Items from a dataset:
════════

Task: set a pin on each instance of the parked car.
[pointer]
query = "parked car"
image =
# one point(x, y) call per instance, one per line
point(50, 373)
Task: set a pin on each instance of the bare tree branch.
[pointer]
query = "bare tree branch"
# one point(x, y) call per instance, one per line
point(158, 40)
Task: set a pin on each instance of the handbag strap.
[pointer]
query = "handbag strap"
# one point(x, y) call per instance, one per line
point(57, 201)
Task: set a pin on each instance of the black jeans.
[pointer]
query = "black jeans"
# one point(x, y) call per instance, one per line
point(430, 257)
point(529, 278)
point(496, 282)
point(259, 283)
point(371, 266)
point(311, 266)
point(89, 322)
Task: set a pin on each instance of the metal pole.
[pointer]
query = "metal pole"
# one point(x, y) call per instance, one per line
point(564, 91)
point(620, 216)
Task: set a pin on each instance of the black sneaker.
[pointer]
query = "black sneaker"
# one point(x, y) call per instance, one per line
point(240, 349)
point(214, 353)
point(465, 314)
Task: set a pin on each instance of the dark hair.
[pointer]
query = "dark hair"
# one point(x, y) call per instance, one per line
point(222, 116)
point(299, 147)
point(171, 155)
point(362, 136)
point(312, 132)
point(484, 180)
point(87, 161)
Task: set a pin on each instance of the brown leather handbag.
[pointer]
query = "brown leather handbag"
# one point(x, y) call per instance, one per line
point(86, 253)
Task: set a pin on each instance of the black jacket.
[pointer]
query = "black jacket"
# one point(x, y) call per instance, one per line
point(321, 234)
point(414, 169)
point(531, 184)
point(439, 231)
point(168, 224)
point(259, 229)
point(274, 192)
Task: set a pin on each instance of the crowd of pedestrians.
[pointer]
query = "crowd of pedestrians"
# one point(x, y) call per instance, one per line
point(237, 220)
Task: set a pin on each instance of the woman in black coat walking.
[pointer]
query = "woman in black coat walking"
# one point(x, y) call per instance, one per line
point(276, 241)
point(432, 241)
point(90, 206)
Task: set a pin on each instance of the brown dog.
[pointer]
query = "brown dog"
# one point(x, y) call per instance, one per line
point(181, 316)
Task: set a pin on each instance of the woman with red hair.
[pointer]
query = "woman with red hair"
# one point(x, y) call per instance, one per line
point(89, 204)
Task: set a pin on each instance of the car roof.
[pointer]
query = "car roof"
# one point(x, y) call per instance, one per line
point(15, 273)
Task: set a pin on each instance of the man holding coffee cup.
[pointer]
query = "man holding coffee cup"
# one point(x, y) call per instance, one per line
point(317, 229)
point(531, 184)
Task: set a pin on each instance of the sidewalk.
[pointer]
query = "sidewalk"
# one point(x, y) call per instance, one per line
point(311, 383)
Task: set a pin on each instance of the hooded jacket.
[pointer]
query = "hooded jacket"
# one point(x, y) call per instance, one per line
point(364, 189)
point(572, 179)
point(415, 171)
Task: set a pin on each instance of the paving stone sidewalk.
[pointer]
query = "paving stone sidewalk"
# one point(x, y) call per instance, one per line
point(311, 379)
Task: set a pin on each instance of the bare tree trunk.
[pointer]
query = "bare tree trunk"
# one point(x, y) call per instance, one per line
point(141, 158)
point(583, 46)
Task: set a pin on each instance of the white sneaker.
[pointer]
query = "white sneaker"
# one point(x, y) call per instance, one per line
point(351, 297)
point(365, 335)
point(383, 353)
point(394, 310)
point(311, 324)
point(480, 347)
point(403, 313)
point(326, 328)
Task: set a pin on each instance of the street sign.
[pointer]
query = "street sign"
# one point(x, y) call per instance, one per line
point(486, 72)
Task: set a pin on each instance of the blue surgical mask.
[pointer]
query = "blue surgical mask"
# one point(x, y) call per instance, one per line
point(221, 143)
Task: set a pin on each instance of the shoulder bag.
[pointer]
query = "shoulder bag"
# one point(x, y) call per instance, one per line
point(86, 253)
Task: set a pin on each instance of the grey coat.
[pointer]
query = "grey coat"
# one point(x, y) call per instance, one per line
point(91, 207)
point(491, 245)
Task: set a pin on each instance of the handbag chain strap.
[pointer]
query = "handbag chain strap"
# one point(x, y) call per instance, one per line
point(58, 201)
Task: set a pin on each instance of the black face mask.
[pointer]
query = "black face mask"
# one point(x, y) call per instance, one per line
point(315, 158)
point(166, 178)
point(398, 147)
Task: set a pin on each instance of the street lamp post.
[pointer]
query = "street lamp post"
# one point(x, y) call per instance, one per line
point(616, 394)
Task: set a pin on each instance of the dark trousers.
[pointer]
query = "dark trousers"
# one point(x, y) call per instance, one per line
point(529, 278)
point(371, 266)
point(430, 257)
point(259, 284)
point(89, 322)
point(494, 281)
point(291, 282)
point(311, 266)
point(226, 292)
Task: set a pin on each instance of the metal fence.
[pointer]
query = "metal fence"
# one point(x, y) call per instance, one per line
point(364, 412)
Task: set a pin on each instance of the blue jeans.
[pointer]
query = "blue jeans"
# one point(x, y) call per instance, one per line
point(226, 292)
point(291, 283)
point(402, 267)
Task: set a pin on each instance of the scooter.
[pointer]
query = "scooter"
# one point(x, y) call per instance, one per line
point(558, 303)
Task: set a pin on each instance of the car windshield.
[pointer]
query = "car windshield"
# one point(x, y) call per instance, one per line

════════

▶ Exercise objective
Print every line of the items above again without a single change.

▶ Output of the exercise
Task: set a pin on each instance of the parked car.
[pointer]
query = "parked car"
image =
# one point(x, y) call per instance, one per line
point(50, 373)
Task: set a pin on each instance of the bare tree branch.
[pointer]
query = "bare tree branch"
# one point(x, y) call per instance, one per line
point(158, 40)
Task: set a pin on each instance of the handbag strap.
[pointer]
query = "handbag strap"
# one point(x, y) call per instance, one per line
point(57, 201)
Task: set a pin on each instance of the black jeans.
[pointer]
query = "black jeans"
# one point(x, y) call per instance, one per line
point(430, 257)
point(529, 278)
point(496, 282)
point(259, 283)
point(371, 266)
point(311, 266)
point(89, 322)
Task: set a pin on each instance of the metal pole.
[pointer]
query = "metal pole"
# one point(x, y) call per instance, one per line
point(564, 91)
point(620, 216)
Task: set a pin on each instance of the black sneaker.
[pointer]
query = "black sneaker"
# one point(x, y) call per instance, one per line
point(240, 349)
point(214, 353)
point(465, 314)
Task: set a pin on each instance of the dark hair.
[pointer]
query = "dark hair"
# one point(x, y) call per instance, one per line
point(222, 116)
point(299, 147)
point(171, 155)
point(362, 136)
point(312, 132)
point(484, 180)
point(87, 161)
Task: set a pin on each instance of the brown leather handbag.
[pointer]
query = "brown leather handbag"
# one point(x, y) call per instance, one per line
point(86, 253)
Task: set a pin on each instance of the black jacket.
[pointer]
query = "black jacket"
# one point(x, y) call per instance, one per line
point(321, 234)
point(414, 169)
point(531, 184)
point(439, 231)
point(168, 224)
point(259, 229)
point(274, 192)
Task: set a pin on each instance of the crowd of pedestrians.
[pointer]
query = "crowd of pedestrians"
# one point(x, y) call per instance, one per line
point(237, 220)
Task: set a pin on each instance of the woman in black coat walking.
[pointer]
query = "woman in black coat walking"
# one point(x, y) call per instance, one per line
point(276, 241)
point(432, 241)
point(90, 206)
Task: set a pin on each instance of the brown dog.
[pointer]
query = "brown dog"
# one point(x, y) call per instance, one per line
point(181, 316)
Task: set a pin on each instance of the woman with red hair.
[pointer]
query = "woman with red hair"
# one point(x, y) call per instance, one per line
point(89, 204)
Task: set a pin on each instance of the car roof.
[pointer]
query = "car roof"
# one point(x, y) call per instance, one per line
point(15, 273)
Task: set a pin on each instance of the man holding coffee cup.
[pointer]
query = "man holding coffee cup"
# one point(x, y) call per instance, one per line
point(317, 229)
point(531, 184)
Task: set a pin on each instance of the sidewalk.
[pointer]
query = "sidewalk"
# one point(x, y) call per instance, one per line
point(311, 383)
Task: set a pin on each instance of the hooded jacket.
[pointer]
query = "hooded jacket"
# one point(x, y) call per instance, one per line
point(364, 189)
point(572, 179)
point(415, 171)
Task: set a pin on each instance of the paving stone sidewalk.
[pointer]
query = "paving stone sidewalk"
# one point(x, y) call per instance, one per line
point(311, 379)
Task: set a pin on each instance of the bare tree trunk.
[pointer]
query = "bare tree trunk"
# one point(x, y) call per instance, one per line
point(141, 158)
point(583, 46)
Task: set a pin on each instance of the white sneaker.
[pointer]
query = "white sneaker"
# one point(x, y) call per instance, one per line
point(351, 297)
point(365, 335)
point(383, 353)
point(394, 310)
point(311, 324)
point(480, 347)
point(403, 313)
point(326, 328)
Task: set a pin on each instance of the street sign.
[pointer]
query = "street sign"
# one point(x, y) call per instance, one per line
point(486, 72)
Task: set a pin on each instance of the blue surgical mask.
[pointer]
query = "blue surgical mask"
# one point(x, y) call per instance, one per line
point(221, 143)
Task: set a pin on each instance of the shoulder bag.
[pointer]
query = "shoulder bag"
# one point(x, y) call per instance, one per line
point(86, 253)
Task: set a pin on each instance of the grey coat.
[pointer]
query = "grey coat"
# one point(x, y) call per instance, one per line
point(91, 207)
point(491, 245)
Task: set a pin on each instance of the handbag chain strap.
[pointer]
query = "handbag chain strap"
# one point(x, y) call per instance, one per line
point(58, 201)
Task: set a pin on each instance of the black face mask.
[pointer]
query = "black face mask"
# one point(x, y) call per instance, one per line
point(315, 158)
point(166, 178)
point(398, 147)
Task: set a pin on each instance of the street lamp post.
[pointer]
query = "street lamp post"
# one point(x, y) call per instance, one per line
point(616, 394)
Task: set a pin on each instance of the dark trousers.
[pointer]
query = "dark trousers"
# one point(x, y) call per instance, one per line
point(529, 278)
point(371, 266)
point(430, 257)
point(259, 284)
point(89, 322)
point(494, 281)
point(291, 282)
point(311, 266)
point(226, 292)
Task: set a pin on each instance of the metal fence.
[pointer]
query = "metal fence"
# one point(x, y) call per instance, one per line
point(364, 412)
Task: set a pin on each instance of the blue jeans.
[pointer]
query = "blue jeans"
# one point(x, y) call per instance, one per line
point(226, 292)
point(291, 283)
point(402, 267)
Task: set a pin on each instance of the scooter.
[pointer]
query = "scooter"
# one point(x, y) call per instance, one per line
point(558, 303)
Task: set a pin on each instance of the car windshield.
[pointer]
query = "car windshield"
# one point(x, y) call per instance, one per line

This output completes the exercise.